[Location labeling records]
________________________
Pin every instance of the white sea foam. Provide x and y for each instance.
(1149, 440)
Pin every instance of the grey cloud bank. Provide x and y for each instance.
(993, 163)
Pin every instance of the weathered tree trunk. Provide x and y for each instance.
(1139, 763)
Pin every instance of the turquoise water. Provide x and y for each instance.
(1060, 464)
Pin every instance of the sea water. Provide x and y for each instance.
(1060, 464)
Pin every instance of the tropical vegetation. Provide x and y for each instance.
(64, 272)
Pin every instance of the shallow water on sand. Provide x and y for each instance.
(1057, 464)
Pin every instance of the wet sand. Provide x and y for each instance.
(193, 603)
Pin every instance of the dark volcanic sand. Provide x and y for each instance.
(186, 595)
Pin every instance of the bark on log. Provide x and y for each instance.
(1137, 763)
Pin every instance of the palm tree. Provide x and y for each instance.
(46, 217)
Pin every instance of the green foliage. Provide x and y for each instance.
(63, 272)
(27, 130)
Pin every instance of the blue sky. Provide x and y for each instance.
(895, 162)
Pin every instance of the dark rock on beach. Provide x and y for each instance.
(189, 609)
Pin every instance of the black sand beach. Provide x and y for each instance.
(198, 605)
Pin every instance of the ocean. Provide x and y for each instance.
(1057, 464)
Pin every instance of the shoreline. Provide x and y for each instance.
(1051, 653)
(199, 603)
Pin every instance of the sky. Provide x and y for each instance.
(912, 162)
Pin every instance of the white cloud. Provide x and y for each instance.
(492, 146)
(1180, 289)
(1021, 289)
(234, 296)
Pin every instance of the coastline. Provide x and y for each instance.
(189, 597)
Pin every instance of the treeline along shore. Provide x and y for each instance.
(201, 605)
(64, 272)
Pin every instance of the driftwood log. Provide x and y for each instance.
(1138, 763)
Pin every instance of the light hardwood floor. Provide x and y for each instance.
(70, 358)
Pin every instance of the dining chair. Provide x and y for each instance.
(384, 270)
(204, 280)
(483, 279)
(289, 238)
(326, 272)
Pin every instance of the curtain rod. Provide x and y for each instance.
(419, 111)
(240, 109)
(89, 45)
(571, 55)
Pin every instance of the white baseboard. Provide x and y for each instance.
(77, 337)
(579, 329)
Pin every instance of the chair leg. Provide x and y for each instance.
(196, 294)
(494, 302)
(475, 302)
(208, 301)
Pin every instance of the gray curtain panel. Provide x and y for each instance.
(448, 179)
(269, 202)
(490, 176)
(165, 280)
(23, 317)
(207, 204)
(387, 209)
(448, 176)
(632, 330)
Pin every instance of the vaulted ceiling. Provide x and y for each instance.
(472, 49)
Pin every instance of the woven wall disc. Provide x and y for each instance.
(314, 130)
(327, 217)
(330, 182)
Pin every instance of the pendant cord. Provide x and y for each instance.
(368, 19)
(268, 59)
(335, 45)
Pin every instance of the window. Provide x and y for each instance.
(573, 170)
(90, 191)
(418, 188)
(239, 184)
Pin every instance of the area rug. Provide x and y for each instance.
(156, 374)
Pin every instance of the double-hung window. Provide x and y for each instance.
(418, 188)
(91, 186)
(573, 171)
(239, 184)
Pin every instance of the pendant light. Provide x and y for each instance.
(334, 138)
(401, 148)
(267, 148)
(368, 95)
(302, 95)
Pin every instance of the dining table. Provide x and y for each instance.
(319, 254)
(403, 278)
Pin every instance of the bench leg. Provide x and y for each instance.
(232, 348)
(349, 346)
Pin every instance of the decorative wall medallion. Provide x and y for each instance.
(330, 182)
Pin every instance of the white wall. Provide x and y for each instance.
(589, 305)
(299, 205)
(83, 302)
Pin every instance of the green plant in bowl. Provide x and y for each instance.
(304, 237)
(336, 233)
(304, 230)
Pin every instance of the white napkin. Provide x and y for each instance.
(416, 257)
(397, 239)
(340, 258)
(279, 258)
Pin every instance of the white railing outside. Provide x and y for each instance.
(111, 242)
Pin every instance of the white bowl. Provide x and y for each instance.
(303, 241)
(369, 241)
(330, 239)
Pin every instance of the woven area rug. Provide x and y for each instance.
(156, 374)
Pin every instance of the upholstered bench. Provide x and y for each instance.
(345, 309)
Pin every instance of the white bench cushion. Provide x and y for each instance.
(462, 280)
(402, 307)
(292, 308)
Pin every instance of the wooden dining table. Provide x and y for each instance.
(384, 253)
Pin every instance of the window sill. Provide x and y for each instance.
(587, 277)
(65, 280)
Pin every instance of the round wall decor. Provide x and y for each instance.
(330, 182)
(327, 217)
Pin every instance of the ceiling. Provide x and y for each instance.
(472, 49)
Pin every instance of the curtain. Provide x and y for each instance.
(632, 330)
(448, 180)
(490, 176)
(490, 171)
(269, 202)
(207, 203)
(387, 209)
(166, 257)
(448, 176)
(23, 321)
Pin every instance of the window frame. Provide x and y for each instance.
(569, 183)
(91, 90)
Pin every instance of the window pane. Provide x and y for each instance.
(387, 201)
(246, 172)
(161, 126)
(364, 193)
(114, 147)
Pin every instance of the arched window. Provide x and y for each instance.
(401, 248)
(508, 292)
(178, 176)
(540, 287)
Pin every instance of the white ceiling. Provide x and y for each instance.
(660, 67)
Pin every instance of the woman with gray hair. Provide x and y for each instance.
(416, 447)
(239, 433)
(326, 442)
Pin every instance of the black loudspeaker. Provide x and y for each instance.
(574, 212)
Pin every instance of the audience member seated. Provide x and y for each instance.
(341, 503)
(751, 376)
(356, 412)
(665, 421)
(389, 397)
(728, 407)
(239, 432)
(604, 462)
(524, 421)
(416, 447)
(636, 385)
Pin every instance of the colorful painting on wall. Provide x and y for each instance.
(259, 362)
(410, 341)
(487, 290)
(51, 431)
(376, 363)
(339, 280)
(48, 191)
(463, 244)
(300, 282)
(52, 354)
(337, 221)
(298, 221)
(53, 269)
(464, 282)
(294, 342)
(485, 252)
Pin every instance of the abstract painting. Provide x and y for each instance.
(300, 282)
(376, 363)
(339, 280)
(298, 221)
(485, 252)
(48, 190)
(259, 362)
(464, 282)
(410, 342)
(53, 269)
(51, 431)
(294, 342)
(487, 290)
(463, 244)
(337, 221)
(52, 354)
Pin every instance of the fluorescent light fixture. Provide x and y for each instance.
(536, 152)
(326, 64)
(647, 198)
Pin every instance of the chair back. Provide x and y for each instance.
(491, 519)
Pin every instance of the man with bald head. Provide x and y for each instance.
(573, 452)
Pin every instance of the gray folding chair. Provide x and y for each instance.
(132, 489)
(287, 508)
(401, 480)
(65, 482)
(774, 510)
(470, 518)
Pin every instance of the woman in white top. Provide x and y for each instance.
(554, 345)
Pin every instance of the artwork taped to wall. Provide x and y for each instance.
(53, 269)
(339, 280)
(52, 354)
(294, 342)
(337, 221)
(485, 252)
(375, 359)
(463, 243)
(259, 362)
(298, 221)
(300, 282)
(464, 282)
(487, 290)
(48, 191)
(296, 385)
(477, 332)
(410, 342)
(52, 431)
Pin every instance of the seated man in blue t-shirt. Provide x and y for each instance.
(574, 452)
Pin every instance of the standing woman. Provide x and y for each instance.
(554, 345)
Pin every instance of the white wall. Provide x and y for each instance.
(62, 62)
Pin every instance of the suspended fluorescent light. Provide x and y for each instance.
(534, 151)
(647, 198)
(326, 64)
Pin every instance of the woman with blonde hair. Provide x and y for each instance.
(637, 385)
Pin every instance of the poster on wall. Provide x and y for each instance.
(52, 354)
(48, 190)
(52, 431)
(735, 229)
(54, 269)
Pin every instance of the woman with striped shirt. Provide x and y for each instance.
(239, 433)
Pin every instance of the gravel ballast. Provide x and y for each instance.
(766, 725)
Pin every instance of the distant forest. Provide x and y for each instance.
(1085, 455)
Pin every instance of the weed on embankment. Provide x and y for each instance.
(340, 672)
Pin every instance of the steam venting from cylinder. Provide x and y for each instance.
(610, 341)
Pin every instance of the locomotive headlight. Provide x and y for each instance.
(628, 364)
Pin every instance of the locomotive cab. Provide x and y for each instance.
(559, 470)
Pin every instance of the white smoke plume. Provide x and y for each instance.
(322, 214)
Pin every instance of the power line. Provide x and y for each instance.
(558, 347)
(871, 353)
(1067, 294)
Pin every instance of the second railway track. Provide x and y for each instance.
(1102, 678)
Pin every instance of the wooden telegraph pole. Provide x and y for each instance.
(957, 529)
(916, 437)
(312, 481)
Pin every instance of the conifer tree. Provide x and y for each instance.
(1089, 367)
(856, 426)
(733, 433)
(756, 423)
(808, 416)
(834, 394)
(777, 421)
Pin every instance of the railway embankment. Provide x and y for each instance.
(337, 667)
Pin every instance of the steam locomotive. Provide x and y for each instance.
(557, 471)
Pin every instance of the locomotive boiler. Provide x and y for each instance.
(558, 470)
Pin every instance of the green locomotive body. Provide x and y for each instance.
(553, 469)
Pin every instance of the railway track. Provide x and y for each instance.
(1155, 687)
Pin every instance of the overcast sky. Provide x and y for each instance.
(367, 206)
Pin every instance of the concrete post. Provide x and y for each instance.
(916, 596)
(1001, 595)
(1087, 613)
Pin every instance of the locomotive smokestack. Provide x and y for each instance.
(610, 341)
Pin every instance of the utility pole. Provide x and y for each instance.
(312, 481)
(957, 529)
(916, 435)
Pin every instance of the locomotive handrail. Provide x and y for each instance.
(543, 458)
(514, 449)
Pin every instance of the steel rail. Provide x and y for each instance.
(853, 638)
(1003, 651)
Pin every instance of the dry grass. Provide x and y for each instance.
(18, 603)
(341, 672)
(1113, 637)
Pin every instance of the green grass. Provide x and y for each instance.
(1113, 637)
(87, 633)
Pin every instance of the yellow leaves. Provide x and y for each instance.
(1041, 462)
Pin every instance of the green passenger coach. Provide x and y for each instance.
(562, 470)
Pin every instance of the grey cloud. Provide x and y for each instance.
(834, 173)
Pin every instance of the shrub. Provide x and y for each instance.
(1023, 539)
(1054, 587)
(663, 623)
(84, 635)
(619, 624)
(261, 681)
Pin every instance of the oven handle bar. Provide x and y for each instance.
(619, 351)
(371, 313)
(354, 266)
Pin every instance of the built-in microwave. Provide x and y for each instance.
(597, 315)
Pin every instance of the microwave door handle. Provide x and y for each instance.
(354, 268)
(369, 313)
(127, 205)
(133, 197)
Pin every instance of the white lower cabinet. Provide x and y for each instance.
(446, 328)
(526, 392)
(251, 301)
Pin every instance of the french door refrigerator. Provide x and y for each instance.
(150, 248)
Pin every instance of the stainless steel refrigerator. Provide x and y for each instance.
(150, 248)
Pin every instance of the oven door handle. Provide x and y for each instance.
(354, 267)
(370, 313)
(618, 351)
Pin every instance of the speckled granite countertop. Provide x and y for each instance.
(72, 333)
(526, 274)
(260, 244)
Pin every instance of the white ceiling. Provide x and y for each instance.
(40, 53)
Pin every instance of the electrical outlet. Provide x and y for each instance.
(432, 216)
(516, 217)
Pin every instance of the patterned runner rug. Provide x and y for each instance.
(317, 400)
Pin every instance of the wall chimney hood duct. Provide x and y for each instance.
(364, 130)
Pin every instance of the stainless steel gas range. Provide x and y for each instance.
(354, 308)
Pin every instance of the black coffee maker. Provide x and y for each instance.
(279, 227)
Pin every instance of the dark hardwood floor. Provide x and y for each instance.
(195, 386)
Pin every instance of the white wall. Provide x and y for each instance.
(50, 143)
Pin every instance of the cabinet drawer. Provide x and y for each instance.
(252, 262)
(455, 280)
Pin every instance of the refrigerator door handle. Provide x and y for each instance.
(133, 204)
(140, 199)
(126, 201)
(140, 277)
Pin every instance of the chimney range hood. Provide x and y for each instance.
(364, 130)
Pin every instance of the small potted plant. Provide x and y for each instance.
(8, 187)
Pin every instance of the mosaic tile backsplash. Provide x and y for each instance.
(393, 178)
________________________
### Given problem
Reproduce the material above word for word, starting at its first line and ending at the line that contains "(1137, 763)".

### Result of this task
Pin every instance of the white sea foam. Provide x and y for each instance.
(1149, 440)
Pin every instance of the grey cloud bank. Provide x and y for each instance.
(993, 163)
Pin every instance of the weathered tree trunk. Provide x and y for each instance.
(1139, 763)
Pin every instance of the turquoise water. Provide x and y for each instance.
(1060, 464)
Pin every instance of the sea water. Provide x and y for each instance.
(1060, 464)
Pin every instance of the tropical vegetation. Provide x and y for each instance.
(64, 272)
Pin every instance of the shallow water on sand. Provide x and y for each instance.
(1057, 464)
Pin every instance of the wet sand. Provide x and y for each instance.
(193, 603)
Pin every instance of the dark volcanic sand. Provide x and y for each instance.
(186, 595)
Pin every instance of the bark on log. Provide x and y for each instance.
(1137, 763)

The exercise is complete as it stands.